ФРАГМЕНТ ТЕКСТА
============
А вот русскому писателю трудно без тех, кто читает его по-русски.
Выпадает дорога и Пастернаку, который «хотел навестить своих эмигрировавших в Германию родителей и встретиться с Мариной Цветаевой, с которой незадолго до этого начал переписываться. Но поэтесса уехала за несколько дней до его приезда, им не суждено было встретиться. Молодой лирик во время своего краткого добровольного изгнания уединился от литературных дел. За время своего семимесячного пребывания он опубликовал лишь несколько стихотворений. Говорят, что он часто ходил по ночным улицам, громко разговаривая с самим собой, обсуждал все за и против своего возвращения в Москву».
============
ИСХОДНЫЕ ДАННЫЕ
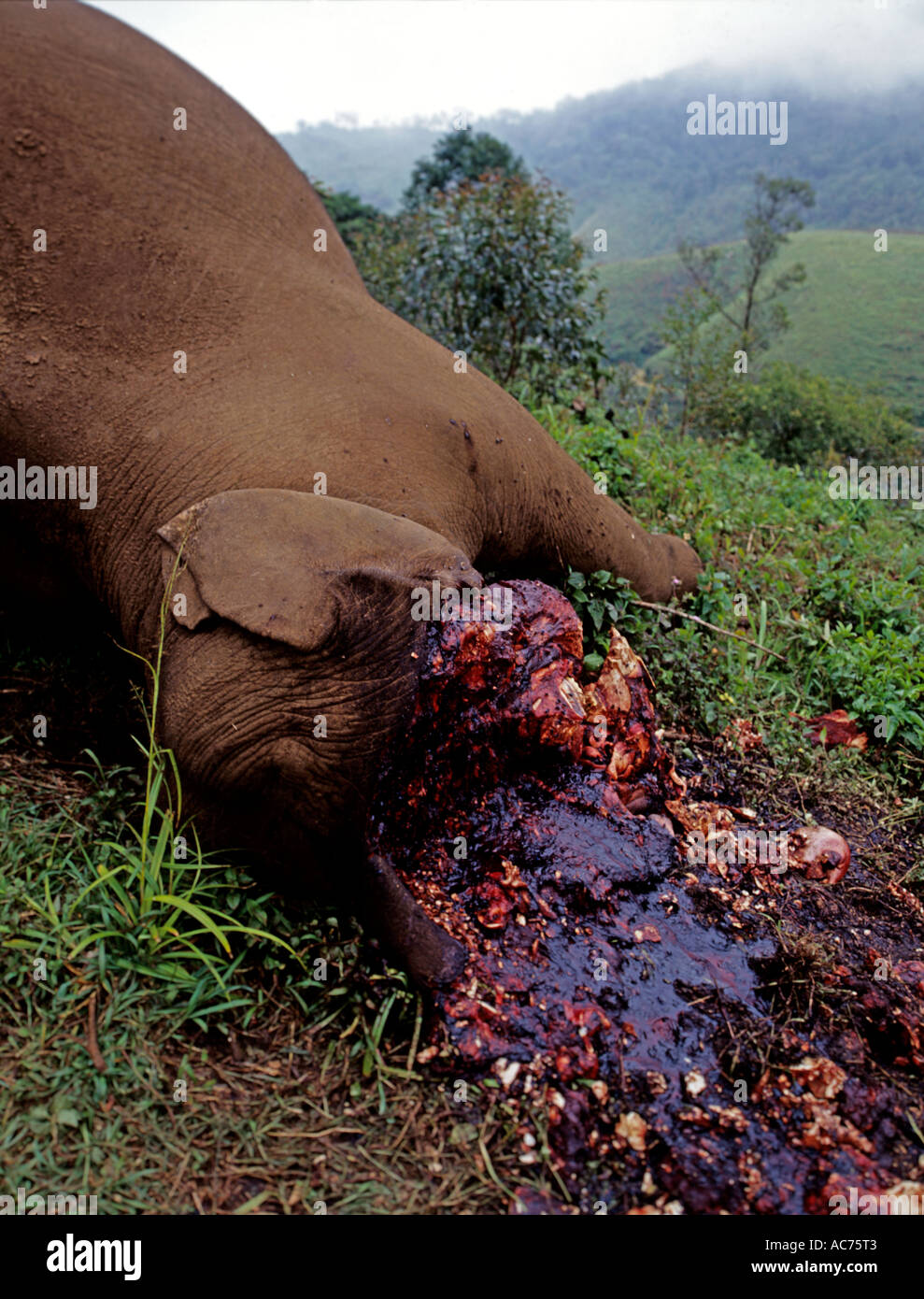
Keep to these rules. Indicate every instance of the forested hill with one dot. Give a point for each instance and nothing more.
============
ЗАДАНИЕ A
Почему, согласно фрагменту о поездке Пастернака, ему не удалось встретиться с Цветаевой?
ЗАДАНИЕ B
Продолжите фрагмент о поездке Пастернака, начав сразу после его последнего предложения.

ОТВЕТ НА ЗАДАНИЕ A
Поэтесса уехала за несколько дней до его приезда.

ОТВЕТ НА ЗАДАНИЕ B
Шкловский пишет о Пастернаке:
«В Берлине Пастернак тревожен. Человек он западной культуры, по крайней мере её понимает, жил и раньше в Германии, с ним сейчас молодая, хорошая жена, — он же очень тревожен. Не из попытки закруглить письмо скажу, мне кажется, что он чувствует среди нас отсутствие тяги. Мы беженцы, — нет, мы не беженцы, мы выбеженцы, а сейчас сидельцы.
Пока что.
Никуда не едет русский Берлин. У него нет судьбы.
Никакой тяги».
Шкловский пишет это в «ZOO, или Письма не о любви», подготавливая её последние страницы, на которых он поднимает руку и сдаётся. «Я не могу жить в Берлине. Всем бытом, всеми навыками я связан с сегодняшней Россией. Горька, как пыль карбита, берлинская тоска. Я поднимаю руки и сдаюсь».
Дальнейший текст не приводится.